Each line with the word "hoof" must appear in the answer, copied from the records.

• MATERIAL FOR THIS TASK:
=== Begin Enclosure ===
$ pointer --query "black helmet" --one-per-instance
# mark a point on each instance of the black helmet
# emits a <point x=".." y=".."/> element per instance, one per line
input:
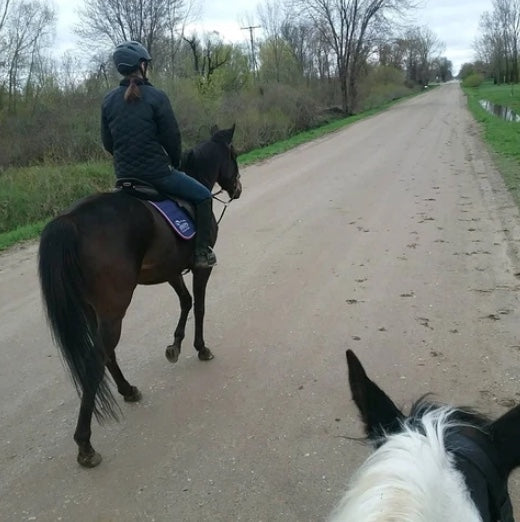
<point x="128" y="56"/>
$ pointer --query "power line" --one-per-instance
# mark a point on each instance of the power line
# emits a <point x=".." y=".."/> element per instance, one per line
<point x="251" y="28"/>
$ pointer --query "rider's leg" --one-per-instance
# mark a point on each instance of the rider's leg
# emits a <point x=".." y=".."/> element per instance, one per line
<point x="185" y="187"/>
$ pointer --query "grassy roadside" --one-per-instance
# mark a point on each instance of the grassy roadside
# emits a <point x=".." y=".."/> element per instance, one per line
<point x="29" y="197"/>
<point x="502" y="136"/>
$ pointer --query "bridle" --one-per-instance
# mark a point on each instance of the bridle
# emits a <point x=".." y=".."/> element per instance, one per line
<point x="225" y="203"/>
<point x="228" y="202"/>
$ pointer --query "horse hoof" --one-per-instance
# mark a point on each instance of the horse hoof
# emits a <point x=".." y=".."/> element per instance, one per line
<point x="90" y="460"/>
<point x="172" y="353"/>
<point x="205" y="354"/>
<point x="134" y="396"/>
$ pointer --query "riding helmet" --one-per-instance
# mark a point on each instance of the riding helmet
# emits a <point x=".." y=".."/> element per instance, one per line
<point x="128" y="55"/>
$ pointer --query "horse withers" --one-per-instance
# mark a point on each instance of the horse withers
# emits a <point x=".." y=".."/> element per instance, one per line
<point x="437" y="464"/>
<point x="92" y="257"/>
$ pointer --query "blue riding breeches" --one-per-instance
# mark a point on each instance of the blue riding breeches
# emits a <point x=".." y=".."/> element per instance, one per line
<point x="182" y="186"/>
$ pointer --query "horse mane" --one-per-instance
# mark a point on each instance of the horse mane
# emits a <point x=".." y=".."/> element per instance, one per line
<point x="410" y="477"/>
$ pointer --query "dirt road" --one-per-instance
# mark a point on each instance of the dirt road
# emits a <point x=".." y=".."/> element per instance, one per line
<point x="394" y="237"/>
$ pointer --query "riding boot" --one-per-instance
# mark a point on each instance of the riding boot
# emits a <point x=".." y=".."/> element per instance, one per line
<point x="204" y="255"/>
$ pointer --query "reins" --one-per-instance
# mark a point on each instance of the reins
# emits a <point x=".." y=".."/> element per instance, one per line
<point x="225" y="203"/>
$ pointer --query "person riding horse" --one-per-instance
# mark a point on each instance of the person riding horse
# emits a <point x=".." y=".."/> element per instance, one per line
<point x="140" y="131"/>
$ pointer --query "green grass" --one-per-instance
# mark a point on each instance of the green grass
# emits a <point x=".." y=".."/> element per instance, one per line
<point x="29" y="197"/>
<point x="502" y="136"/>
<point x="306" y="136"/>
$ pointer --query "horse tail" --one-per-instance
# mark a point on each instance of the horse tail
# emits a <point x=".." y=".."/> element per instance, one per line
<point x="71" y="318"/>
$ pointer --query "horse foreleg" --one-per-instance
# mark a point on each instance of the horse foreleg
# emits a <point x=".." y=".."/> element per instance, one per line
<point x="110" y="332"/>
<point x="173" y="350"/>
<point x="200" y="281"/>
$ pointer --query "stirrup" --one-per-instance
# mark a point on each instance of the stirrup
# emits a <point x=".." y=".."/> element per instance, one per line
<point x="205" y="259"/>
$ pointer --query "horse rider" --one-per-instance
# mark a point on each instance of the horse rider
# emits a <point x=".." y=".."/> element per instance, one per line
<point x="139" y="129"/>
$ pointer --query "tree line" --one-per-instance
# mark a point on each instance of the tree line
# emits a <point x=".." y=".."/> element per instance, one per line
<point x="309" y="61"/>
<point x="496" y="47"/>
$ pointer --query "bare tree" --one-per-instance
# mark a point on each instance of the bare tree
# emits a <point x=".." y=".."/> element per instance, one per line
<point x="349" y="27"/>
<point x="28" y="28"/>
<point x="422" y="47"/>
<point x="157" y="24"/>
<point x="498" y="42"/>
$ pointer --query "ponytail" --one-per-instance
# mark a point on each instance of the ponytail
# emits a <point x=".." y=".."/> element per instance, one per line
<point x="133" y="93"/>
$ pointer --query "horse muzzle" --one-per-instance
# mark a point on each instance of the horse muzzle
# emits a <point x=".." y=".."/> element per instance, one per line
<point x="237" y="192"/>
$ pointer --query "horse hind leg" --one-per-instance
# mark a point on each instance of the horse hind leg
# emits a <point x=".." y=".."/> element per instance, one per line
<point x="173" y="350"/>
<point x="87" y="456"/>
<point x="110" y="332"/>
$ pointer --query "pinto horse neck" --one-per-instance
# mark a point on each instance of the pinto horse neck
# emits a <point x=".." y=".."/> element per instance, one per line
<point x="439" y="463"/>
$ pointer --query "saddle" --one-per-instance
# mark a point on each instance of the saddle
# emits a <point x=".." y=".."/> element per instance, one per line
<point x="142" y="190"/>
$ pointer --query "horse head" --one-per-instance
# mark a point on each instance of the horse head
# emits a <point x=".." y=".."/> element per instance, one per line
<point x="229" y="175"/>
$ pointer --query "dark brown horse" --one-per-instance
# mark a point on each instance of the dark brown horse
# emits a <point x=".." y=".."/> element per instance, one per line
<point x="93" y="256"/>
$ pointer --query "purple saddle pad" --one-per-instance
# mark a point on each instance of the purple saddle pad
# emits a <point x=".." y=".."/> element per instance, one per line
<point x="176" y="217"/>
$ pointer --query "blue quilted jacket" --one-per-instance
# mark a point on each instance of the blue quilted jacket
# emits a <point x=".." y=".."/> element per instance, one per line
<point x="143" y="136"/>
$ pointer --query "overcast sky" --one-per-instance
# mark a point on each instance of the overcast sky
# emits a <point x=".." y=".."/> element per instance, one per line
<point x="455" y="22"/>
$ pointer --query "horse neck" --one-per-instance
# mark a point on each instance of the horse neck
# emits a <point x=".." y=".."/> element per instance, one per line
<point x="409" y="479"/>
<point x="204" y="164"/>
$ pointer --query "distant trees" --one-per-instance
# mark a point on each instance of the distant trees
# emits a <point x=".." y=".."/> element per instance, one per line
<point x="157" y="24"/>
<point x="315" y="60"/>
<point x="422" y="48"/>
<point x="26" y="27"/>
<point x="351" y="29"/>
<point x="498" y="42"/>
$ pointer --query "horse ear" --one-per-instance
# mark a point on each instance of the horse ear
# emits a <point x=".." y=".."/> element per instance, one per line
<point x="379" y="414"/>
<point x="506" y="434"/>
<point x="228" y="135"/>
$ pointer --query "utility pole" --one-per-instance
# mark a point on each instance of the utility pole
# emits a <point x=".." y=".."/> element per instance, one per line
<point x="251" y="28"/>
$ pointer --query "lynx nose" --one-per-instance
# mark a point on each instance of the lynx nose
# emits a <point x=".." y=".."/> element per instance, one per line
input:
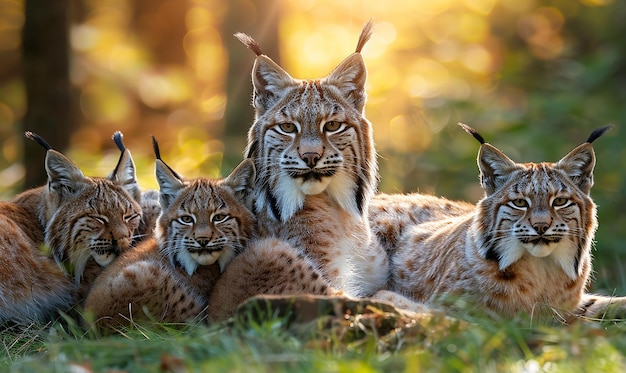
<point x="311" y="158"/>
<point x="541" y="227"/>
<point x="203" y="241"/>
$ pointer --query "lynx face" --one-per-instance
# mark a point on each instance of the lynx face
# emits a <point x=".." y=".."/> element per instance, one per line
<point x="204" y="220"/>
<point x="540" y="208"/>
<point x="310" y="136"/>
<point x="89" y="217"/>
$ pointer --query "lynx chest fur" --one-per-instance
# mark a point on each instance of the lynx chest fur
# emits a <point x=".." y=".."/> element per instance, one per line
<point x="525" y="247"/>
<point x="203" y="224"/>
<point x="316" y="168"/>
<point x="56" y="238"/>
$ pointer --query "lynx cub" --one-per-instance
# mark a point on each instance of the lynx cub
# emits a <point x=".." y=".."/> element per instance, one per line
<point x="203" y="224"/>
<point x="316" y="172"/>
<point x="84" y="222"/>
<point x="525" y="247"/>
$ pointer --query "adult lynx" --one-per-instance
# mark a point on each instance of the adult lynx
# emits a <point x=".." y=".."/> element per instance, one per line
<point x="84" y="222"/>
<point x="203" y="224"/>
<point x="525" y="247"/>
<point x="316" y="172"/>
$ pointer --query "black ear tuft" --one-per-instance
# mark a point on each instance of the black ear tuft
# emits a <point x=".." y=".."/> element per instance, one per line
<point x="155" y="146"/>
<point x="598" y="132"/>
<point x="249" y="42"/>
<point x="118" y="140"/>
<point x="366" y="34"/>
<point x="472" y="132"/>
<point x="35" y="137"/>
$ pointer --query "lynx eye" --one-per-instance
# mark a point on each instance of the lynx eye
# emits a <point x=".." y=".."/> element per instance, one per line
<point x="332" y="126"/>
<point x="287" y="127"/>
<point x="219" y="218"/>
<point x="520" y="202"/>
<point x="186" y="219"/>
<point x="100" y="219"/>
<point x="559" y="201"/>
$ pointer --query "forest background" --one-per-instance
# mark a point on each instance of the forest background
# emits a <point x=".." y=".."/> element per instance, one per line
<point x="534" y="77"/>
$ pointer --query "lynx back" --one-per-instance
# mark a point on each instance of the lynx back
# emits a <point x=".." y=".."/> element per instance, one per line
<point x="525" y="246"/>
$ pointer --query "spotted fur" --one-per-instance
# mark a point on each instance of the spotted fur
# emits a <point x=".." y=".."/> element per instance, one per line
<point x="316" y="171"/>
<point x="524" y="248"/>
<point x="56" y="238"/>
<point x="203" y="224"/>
=== End Enclosure ===
=== Begin Enclosure ===
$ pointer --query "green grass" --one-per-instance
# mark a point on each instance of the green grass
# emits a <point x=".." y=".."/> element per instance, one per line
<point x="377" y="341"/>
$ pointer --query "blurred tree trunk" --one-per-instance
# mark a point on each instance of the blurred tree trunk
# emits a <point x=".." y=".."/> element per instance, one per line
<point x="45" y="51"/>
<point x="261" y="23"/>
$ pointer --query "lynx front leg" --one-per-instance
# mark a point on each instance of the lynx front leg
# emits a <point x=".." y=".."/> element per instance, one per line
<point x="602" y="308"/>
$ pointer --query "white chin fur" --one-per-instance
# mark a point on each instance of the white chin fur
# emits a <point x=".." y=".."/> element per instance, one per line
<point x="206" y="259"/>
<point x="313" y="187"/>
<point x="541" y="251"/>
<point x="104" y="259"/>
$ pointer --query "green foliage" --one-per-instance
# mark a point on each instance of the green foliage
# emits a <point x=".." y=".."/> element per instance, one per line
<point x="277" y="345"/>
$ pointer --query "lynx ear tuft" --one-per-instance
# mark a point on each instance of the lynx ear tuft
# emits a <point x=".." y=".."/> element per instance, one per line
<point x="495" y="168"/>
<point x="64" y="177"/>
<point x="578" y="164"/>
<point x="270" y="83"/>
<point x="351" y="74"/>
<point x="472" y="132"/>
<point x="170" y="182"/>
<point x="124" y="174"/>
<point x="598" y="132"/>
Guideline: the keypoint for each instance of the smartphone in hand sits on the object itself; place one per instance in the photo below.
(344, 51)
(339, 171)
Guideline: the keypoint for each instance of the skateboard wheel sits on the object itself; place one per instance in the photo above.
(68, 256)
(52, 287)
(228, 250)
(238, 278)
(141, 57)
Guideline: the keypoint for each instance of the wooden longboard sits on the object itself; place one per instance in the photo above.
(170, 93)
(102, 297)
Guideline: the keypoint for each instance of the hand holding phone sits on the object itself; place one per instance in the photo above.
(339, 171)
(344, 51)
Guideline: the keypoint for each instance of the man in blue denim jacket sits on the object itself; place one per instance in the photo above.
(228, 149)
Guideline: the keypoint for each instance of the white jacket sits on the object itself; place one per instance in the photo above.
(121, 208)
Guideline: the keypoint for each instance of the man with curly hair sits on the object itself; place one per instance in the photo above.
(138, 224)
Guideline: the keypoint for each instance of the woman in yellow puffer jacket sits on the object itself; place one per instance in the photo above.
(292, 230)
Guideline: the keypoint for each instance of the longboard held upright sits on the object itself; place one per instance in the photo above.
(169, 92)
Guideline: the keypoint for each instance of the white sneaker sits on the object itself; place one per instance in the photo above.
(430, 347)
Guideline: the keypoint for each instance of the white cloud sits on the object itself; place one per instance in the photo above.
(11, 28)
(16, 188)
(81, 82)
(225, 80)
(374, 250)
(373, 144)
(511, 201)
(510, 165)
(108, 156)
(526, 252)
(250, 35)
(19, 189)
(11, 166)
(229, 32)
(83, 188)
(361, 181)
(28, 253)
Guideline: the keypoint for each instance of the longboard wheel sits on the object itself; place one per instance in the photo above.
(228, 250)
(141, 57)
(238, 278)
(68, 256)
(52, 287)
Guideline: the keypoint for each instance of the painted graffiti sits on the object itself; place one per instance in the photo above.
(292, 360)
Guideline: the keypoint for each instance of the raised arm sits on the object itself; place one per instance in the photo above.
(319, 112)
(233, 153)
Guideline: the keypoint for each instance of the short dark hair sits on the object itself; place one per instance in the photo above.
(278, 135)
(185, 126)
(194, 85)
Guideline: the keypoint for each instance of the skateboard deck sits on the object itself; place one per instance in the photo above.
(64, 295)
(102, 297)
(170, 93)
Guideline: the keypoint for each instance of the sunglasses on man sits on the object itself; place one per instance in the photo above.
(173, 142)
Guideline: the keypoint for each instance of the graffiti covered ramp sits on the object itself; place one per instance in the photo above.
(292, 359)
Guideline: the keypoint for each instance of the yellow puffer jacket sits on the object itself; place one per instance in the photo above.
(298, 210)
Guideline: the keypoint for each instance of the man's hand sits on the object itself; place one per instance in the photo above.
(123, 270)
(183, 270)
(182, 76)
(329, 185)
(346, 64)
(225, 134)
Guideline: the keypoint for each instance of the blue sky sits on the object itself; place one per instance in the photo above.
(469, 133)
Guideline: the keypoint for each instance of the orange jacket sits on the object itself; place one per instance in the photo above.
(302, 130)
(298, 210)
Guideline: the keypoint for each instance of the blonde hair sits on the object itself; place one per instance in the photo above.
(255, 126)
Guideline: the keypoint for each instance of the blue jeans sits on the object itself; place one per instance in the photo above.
=== End Enclosure ===
• WRITTEN SOLUTION:
$ pointer --query "horse hoof" --one-per-instance
# mark a point on each instance of the horse hoof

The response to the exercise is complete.